#### The task
Only lines holding the word "every" are wanted. Copy them from the listing below.

#### Data
==================================================

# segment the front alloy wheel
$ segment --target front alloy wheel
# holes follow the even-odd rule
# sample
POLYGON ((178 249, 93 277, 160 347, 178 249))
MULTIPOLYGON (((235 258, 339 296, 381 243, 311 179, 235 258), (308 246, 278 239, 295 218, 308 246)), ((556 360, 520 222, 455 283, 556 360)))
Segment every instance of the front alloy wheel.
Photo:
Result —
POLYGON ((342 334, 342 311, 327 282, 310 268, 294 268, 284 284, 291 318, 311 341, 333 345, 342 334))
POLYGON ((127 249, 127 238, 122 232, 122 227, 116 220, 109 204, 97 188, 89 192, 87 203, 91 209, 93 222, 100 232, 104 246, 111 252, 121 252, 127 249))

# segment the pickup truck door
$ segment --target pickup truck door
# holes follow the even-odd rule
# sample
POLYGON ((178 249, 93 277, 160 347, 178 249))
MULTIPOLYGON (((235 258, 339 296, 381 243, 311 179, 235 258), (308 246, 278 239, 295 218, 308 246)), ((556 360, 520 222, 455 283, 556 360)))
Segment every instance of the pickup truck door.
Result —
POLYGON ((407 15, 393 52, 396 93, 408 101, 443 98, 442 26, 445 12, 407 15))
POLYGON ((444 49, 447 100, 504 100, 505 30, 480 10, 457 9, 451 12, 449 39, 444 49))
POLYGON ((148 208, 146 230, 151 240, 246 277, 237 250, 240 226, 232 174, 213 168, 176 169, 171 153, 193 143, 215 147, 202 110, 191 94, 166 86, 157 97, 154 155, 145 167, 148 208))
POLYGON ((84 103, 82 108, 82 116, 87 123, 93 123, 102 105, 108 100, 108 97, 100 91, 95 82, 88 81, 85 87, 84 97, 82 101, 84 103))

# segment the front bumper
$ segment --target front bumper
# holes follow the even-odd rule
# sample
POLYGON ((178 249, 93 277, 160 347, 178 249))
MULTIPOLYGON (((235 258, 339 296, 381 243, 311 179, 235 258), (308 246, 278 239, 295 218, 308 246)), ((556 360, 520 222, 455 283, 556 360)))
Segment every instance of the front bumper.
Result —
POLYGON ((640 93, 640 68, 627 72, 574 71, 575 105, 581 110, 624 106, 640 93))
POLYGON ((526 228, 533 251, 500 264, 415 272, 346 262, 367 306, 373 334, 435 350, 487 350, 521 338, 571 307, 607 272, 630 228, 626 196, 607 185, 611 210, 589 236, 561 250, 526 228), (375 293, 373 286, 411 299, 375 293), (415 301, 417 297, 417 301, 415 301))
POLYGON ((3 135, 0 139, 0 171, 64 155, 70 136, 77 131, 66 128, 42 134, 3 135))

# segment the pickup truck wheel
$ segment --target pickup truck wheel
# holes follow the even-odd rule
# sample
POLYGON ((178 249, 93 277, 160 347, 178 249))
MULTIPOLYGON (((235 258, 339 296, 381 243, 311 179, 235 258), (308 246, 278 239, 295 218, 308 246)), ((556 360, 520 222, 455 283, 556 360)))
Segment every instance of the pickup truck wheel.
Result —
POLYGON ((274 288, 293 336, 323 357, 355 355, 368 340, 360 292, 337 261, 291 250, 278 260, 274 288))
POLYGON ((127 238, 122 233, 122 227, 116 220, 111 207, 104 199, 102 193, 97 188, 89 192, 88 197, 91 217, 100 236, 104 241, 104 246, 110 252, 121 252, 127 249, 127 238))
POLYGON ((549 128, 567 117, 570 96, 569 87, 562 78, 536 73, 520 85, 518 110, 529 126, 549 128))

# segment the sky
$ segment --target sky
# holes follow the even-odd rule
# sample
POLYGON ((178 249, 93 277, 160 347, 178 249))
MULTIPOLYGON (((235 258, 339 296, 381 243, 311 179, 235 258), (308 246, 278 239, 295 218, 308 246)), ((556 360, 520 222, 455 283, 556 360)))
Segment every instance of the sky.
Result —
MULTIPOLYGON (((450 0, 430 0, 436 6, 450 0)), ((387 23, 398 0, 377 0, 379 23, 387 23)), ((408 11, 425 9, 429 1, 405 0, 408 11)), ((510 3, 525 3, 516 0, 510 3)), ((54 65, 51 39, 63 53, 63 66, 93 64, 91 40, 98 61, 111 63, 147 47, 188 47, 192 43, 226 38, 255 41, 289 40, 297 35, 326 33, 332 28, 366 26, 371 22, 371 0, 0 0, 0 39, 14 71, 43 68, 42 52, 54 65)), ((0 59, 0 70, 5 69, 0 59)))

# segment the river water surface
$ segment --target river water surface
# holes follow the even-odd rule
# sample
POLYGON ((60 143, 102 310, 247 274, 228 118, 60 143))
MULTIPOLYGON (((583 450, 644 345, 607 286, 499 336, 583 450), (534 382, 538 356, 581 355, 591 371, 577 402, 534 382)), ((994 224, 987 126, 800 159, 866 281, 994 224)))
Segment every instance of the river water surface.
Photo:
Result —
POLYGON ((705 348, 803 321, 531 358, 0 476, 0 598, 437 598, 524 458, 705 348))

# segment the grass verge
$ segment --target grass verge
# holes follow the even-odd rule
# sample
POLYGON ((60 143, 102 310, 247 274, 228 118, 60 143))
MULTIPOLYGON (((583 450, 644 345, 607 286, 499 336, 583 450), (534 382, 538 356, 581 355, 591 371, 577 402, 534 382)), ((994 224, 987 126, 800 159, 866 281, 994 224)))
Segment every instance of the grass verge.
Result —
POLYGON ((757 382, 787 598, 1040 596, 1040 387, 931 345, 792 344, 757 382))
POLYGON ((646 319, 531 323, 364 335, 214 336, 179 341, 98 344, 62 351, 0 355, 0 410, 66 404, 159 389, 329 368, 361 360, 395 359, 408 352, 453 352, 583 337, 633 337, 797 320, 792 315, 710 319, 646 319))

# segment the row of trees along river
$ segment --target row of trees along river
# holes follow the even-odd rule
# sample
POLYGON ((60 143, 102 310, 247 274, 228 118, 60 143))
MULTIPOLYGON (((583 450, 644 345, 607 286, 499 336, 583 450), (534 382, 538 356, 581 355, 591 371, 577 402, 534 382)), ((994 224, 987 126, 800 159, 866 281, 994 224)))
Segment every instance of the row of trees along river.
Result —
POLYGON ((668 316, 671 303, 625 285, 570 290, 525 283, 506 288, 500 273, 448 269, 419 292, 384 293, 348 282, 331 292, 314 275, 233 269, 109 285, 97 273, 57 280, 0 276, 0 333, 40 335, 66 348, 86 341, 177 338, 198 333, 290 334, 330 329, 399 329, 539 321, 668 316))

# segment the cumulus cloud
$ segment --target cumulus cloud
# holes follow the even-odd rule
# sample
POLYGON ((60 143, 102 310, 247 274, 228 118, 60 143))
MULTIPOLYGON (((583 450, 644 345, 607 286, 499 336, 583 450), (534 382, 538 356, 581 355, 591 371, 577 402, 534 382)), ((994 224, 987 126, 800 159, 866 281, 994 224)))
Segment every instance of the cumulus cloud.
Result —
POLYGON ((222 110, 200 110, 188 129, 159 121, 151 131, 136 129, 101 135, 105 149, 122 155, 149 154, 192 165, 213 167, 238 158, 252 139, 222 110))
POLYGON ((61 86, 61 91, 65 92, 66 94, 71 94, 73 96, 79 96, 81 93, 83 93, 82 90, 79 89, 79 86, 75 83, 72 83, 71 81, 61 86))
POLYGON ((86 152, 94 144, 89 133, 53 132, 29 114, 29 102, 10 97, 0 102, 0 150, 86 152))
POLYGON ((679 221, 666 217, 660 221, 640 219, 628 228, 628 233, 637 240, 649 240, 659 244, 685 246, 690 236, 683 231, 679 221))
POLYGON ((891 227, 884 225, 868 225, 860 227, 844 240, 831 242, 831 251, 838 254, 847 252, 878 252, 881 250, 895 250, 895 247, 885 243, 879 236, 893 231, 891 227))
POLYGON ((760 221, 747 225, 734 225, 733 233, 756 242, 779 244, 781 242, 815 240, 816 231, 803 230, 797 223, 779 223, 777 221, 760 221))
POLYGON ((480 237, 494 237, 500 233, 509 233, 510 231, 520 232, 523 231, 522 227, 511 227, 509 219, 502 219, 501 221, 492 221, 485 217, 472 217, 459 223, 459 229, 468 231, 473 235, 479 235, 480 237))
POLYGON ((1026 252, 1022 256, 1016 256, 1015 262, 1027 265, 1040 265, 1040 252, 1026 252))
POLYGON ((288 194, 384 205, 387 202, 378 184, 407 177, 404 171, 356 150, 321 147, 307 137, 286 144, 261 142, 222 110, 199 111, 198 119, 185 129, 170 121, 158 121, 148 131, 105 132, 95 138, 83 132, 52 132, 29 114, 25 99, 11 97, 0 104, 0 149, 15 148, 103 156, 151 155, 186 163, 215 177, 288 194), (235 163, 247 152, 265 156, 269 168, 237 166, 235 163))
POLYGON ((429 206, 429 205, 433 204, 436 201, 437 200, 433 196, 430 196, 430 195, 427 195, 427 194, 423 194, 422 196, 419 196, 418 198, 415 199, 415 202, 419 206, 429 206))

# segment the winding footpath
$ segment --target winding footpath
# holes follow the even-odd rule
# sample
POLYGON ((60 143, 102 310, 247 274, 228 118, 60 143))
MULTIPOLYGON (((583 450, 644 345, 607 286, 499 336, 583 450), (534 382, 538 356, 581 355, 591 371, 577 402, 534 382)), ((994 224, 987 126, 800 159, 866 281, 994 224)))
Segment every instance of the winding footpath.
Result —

==================================================

#### Reply
Segment every instance of the front alloy wheel.
Segment every instance of the pickup truck door.
Segment every instance of the front bumper.
Segment every instance of the pickup truck wheel.
Segment every instance of the sky.
Segment every instance of the river water surface.
Segment every instance of the grass verge.
Segment every instance of the row of trees along river.
Segment every instance of the cumulus cloud.
Segment every instance of the winding footpath.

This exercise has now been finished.